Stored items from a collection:
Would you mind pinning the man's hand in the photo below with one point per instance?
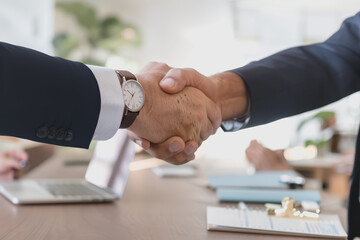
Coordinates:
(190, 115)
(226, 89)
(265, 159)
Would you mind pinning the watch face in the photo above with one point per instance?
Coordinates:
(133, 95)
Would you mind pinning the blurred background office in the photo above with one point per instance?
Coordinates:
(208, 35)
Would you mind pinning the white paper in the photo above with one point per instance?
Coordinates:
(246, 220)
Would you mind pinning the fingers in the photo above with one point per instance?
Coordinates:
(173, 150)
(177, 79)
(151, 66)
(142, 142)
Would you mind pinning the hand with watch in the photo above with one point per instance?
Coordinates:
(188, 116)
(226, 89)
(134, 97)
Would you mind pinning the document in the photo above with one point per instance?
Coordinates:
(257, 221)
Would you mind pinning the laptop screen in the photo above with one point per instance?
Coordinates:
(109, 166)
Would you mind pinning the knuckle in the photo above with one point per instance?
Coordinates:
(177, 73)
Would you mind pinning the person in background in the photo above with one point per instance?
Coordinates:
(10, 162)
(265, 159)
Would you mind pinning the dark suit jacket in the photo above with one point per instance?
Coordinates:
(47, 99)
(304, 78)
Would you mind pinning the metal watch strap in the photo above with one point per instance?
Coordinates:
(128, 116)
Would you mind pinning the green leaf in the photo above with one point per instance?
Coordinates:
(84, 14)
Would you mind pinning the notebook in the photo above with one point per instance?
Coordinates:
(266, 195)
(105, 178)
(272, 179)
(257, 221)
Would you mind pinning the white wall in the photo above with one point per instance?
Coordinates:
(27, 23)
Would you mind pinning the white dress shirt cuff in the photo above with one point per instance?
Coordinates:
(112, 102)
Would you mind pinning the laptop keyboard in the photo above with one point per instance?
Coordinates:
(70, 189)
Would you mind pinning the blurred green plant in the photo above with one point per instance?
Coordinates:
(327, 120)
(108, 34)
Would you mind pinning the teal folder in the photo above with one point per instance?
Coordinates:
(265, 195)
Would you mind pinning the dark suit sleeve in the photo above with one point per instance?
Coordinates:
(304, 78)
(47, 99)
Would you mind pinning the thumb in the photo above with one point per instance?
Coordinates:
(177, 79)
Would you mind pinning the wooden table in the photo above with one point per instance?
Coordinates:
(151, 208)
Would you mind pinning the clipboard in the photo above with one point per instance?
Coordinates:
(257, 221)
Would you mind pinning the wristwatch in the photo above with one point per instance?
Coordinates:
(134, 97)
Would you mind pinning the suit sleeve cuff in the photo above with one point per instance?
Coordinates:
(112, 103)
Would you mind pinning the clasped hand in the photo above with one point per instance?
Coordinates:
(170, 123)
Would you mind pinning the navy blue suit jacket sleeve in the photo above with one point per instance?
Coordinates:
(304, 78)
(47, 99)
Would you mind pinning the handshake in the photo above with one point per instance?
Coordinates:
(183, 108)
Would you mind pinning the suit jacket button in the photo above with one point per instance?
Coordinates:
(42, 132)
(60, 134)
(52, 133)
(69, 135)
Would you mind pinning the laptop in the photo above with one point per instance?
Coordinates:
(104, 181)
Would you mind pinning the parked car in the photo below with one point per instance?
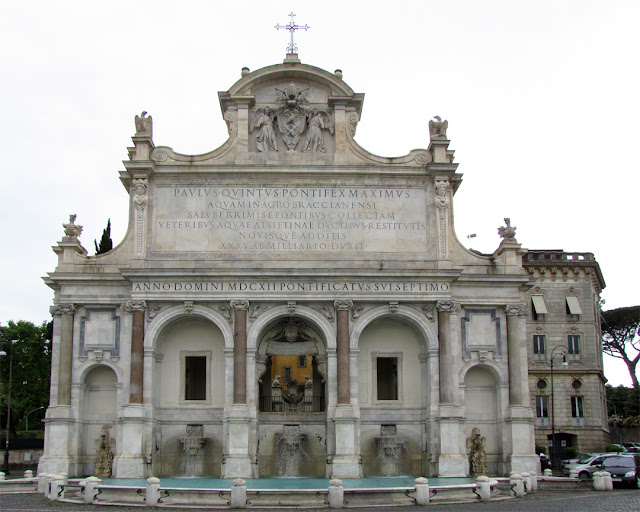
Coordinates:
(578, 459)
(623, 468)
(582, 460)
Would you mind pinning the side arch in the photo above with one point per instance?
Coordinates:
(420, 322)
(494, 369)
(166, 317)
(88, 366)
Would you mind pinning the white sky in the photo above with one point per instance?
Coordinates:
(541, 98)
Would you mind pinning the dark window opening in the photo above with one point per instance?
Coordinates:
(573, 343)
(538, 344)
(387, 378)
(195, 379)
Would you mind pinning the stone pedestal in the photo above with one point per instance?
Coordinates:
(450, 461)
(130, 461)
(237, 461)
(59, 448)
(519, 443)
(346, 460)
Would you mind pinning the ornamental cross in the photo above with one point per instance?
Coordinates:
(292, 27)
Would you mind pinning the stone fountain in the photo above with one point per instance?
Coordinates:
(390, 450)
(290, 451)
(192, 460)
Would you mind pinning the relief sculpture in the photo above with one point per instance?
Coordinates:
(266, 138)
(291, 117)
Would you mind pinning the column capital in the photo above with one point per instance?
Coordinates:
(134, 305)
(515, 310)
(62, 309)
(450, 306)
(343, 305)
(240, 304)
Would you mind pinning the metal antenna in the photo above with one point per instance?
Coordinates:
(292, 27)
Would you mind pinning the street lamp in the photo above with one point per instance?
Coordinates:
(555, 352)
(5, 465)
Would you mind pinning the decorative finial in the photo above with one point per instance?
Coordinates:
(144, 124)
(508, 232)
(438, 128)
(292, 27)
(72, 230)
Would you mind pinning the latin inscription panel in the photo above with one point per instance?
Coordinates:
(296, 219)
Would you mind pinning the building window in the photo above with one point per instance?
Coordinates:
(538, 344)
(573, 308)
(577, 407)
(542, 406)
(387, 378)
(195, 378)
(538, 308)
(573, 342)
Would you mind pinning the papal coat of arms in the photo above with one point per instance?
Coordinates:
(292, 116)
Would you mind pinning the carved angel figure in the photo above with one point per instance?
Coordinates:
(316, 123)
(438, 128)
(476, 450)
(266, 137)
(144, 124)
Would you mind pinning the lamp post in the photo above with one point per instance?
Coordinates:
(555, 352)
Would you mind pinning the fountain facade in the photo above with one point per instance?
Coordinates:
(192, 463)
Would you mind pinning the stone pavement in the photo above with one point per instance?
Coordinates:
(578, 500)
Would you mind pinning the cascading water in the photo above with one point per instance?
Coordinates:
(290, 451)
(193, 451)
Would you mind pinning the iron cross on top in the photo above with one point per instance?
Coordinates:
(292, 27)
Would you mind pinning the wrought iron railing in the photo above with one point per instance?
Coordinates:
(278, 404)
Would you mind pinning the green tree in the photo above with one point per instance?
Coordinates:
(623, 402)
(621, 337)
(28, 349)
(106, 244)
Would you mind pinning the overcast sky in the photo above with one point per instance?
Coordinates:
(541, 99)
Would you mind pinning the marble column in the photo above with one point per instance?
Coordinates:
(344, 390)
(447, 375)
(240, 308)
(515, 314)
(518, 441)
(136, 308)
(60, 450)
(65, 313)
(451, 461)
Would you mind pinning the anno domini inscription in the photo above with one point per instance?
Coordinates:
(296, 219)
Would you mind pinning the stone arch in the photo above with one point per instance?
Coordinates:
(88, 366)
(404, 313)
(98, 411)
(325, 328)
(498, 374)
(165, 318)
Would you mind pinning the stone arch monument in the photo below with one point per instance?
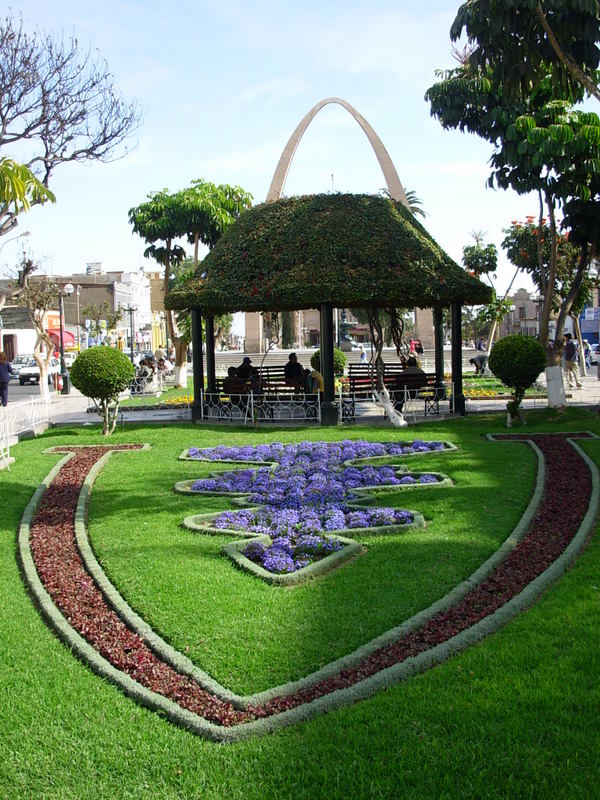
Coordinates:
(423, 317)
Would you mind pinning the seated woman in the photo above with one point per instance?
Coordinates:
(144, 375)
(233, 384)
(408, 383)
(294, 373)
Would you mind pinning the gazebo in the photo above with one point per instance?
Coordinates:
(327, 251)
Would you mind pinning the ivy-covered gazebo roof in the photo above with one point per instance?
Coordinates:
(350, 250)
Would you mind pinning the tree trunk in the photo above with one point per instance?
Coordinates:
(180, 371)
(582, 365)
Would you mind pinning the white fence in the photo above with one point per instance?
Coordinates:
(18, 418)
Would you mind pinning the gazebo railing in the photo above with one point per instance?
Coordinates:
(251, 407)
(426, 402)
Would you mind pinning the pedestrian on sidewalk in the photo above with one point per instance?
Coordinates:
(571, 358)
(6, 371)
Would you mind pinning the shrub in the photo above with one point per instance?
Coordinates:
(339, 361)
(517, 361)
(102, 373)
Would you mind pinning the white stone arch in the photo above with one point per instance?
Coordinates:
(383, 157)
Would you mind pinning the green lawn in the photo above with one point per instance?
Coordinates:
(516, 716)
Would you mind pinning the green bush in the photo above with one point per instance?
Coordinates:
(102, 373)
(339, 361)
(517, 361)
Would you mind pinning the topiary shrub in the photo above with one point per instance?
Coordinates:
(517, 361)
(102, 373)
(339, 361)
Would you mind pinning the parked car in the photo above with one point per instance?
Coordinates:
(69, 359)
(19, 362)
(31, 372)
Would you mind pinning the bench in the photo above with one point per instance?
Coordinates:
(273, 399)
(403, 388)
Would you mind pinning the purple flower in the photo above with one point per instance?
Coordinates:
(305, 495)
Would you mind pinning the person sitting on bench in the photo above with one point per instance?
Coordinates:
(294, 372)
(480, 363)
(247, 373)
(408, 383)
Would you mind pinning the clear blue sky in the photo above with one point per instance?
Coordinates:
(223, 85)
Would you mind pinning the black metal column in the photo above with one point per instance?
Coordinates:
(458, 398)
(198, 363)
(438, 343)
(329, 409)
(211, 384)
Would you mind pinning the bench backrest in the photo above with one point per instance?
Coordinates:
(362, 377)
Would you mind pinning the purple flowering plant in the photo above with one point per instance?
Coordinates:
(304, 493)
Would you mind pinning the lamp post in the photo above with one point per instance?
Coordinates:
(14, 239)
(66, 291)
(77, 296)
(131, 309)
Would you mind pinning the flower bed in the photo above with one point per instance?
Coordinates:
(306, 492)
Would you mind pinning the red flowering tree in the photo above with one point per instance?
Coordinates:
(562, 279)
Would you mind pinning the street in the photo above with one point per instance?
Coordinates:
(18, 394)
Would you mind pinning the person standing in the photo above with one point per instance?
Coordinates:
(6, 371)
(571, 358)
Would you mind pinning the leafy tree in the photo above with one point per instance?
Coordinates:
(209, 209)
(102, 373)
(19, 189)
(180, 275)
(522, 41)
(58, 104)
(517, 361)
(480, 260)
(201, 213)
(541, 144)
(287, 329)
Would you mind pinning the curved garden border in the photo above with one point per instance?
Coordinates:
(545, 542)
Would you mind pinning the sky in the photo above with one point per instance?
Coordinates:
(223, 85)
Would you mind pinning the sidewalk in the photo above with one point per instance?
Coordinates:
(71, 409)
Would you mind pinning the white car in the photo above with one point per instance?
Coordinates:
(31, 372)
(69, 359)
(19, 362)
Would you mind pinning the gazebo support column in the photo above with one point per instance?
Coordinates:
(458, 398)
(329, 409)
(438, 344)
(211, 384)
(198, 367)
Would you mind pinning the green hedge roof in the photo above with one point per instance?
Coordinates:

**Aim**
Repeat, word for word, every line from the line that contains "Would you mind pinning the street in" to the end of the entries; include both of those lines and no others.

**Exercise response**
Would you mind pinning the street in the photo above with one point per instance?
Coordinates:
(18, 394)
Would you mind pinning the person standing in the photo above with one point per instance?
Coordinates:
(6, 371)
(571, 358)
Would you mind pinning the leafy tree in the photo above with one point per instance?
Coordinates:
(209, 209)
(102, 373)
(19, 189)
(180, 275)
(522, 41)
(58, 104)
(517, 361)
(480, 260)
(201, 213)
(541, 144)
(287, 329)
Would you mind pinning the curved garden border in the photo above with one point per instance?
Coordinates:
(545, 542)
Would you mind pinning the sky in the photo above with one point per instance?
Coordinates:
(223, 85)
Would you mind pinning the sidewalk in the photo above with one point per instance?
Coordinates:
(71, 409)
Would you mind pinning the white car in the photo above with one point per instance?
Coordinates:
(31, 372)
(69, 359)
(19, 362)
Would you mind pinning the gazebo support column in the photo above with one point per instance?
Coordinates:
(458, 398)
(329, 409)
(438, 344)
(211, 384)
(198, 367)
Would you mind pinning the green hedge roof in the photo above with one point per instance?
Coordinates:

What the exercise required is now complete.